What this task involves:
Restate the entries below exactly. Images are not part of the copy.

── Dataset extract

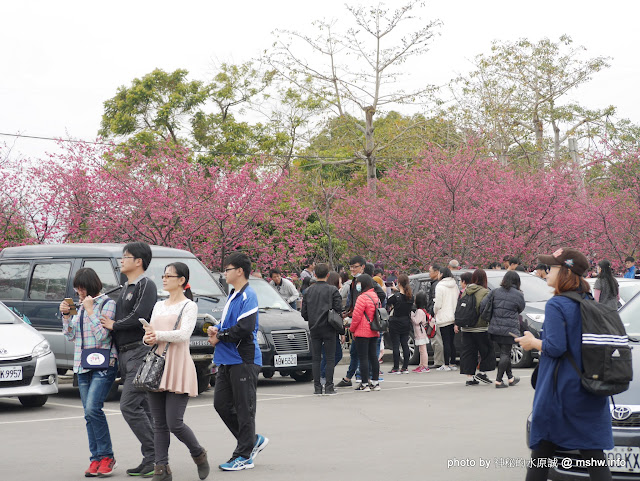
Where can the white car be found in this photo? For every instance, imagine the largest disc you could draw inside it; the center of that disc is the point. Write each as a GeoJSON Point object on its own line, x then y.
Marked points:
{"type": "Point", "coordinates": [27, 365]}
{"type": "Point", "coordinates": [628, 288]}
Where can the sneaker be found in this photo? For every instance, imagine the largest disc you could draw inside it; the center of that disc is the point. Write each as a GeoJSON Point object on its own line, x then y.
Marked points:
{"type": "Point", "coordinates": [237, 464]}
{"type": "Point", "coordinates": [261, 443]}
{"type": "Point", "coordinates": [344, 383]}
{"type": "Point", "coordinates": [143, 470]}
{"type": "Point", "coordinates": [482, 377]}
{"type": "Point", "coordinates": [107, 465]}
{"type": "Point", "coordinates": [93, 469]}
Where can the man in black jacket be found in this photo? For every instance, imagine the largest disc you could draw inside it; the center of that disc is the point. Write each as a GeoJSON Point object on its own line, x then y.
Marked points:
{"type": "Point", "coordinates": [318, 300]}
{"type": "Point", "coordinates": [136, 301]}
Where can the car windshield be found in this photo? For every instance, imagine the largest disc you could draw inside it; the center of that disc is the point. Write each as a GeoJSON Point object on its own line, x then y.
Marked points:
{"type": "Point", "coordinates": [8, 317]}
{"type": "Point", "coordinates": [200, 280]}
{"type": "Point", "coordinates": [268, 297]}
{"type": "Point", "coordinates": [533, 288]}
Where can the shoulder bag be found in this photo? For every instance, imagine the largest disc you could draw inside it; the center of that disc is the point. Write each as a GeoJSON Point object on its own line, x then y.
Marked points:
{"type": "Point", "coordinates": [150, 372]}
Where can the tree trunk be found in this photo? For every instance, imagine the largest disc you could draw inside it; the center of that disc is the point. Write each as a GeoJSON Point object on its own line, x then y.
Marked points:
{"type": "Point", "coordinates": [368, 150]}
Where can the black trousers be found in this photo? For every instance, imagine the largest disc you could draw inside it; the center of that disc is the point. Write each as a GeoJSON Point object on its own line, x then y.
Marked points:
{"type": "Point", "coordinates": [476, 344]}
{"type": "Point", "coordinates": [536, 472]}
{"type": "Point", "coordinates": [399, 333]}
{"type": "Point", "coordinates": [328, 340]}
{"type": "Point", "coordinates": [504, 365]}
{"type": "Point", "coordinates": [448, 347]}
{"type": "Point", "coordinates": [367, 353]}
{"type": "Point", "coordinates": [234, 399]}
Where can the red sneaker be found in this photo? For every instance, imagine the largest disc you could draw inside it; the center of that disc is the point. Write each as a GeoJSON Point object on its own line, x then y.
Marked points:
{"type": "Point", "coordinates": [107, 465]}
{"type": "Point", "coordinates": [93, 469]}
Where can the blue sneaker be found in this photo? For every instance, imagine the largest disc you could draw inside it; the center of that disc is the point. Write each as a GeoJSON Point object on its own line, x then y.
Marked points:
{"type": "Point", "coordinates": [261, 443]}
{"type": "Point", "coordinates": [237, 464]}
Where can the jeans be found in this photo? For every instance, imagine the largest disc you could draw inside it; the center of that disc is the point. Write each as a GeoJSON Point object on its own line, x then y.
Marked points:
{"type": "Point", "coordinates": [94, 386]}
{"type": "Point", "coordinates": [234, 399]}
{"type": "Point", "coordinates": [368, 357]}
{"type": "Point", "coordinates": [545, 451]}
{"type": "Point", "coordinates": [399, 333]}
{"type": "Point", "coordinates": [134, 403]}
{"type": "Point", "coordinates": [318, 342]}
{"type": "Point", "coordinates": [449, 348]}
{"type": "Point", "coordinates": [168, 413]}
{"type": "Point", "coordinates": [504, 365]}
{"type": "Point", "coordinates": [338, 358]}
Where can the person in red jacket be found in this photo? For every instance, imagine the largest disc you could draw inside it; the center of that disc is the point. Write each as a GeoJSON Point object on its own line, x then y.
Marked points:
{"type": "Point", "coordinates": [366, 339]}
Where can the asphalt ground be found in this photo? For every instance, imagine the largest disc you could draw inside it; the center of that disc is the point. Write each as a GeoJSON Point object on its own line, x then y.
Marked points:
{"type": "Point", "coordinates": [426, 425]}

────

Response below:
Where can the white car be found in this photo? For every instance, imagine the largest disc you could draw inside it; the center of that disc is the point. Write each as a GeoJSON Point object on its own line, x then y.
Marked points:
{"type": "Point", "coordinates": [27, 365]}
{"type": "Point", "coordinates": [628, 288]}
Where can the sneaker be found in this photo? For every instance, imagine the largest disc you could draw inside it; the center of that disc is the point. Write each as a GeoJSON Point object on its own line, x then y.
Marked points:
{"type": "Point", "coordinates": [237, 464]}
{"type": "Point", "coordinates": [261, 443]}
{"type": "Point", "coordinates": [344, 383]}
{"type": "Point", "coordinates": [143, 470]}
{"type": "Point", "coordinates": [482, 377]}
{"type": "Point", "coordinates": [107, 465]}
{"type": "Point", "coordinates": [93, 469]}
Where can the man in black jacket be found in this photo? For every instance, imagine the largest disc you could draw inside it; the center of that disc is the point. Write each as a GeoJSON Point object on its own line, x then y.
Marked points:
{"type": "Point", "coordinates": [318, 300]}
{"type": "Point", "coordinates": [136, 301]}
Where can the car windshield be found in this photo? For every instance, imagine the largest disc you could draw inside it; the center of that disc is the point. Write each as a GeoJSON Point object on its own line, x then y.
Marked points:
{"type": "Point", "coordinates": [8, 317]}
{"type": "Point", "coordinates": [200, 280]}
{"type": "Point", "coordinates": [268, 297]}
{"type": "Point", "coordinates": [533, 288]}
Where can the shoulder bag be found in this photo? For every instance, imagine the largest disc you could draw inside it; the center of that disc is the point. Write each as a GeoJSON Point object on its own line, x then y.
Marked points:
{"type": "Point", "coordinates": [150, 372]}
Where can the tree trunk be found in this photo? For every instance, imagine the largest disc you could draw inside it; the center of that disc is the point. Write each as a GeoJSON Point object on its own line, x then y.
Marked points:
{"type": "Point", "coordinates": [368, 150]}
Where can the black trousers be found in this photo? For every instance, imagine the largest disc you could draw inside it; the center of that disc is the point. Write each as a GeoJSON Point object on its own line, x then y.
Marked points:
{"type": "Point", "coordinates": [476, 344]}
{"type": "Point", "coordinates": [536, 472]}
{"type": "Point", "coordinates": [399, 333]}
{"type": "Point", "coordinates": [328, 340]}
{"type": "Point", "coordinates": [504, 365]}
{"type": "Point", "coordinates": [448, 347]}
{"type": "Point", "coordinates": [367, 353]}
{"type": "Point", "coordinates": [234, 399]}
Where can the red sneaker be found in this photo? For every instance, imagine the largest disc you could draw inside it; the center of that disc is the point. Write each as a GeoJSON Point object on its own line, x then y.
Marked points:
{"type": "Point", "coordinates": [107, 465]}
{"type": "Point", "coordinates": [93, 469]}
Where can the blue sneaker be found in this photo? For every instance, imagine the largest disc you could draw inside it; the center of that disc is the point. Write each as a GeoJSON Point object on its own line, x then y.
Marked points:
{"type": "Point", "coordinates": [261, 443]}
{"type": "Point", "coordinates": [237, 464]}
Where can the jeans be found in this photo? For every instance, imagine the largest disc you could draw inside it; the center of that disc is the point. Write each as a GeoJSON Point object on its own line, x then y.
Marked points:
{"type": "Point", "coordinates": [94, 386]}
{"type": "Point", "coordinates": [234, 399]}
{"type": "Point", "coordinates": [368, 357]}
{"type": "Point", "coordinates": [545, 451]}
{"type": "Point", "coordinates": [399, 333]}
{"type": "Point", "coordinates": [134, 403]}
{"type": "Point", "coordinates": [318, 342]}
{"type": "Point", "coordinates": [449, 348]}
{"type": "Point", "coordinates": [168, 413]}
{"type": "Point", "coordinates": [504, 365]}
{"type": "Point", "coordinates": [338, 358]}
Where can the person in red jacket be found in this photo? For every instance, imagine the largest disc you could draw inside it; the center of that disc is the point. Write each as a GeoJSON Point object on its own line, x then y.
Marked points:
{"type": "Point", "coordinates": [366, 339]}
Where can the asphalt ground be found in this photo? For every instance, imagine the largest disc you could draw inside it; the center of that disc is the point. Write each as a GeoJSON Point object on its own line, x then y.
Marked points:
{"type": "Point", "coordinates": [426, 425]}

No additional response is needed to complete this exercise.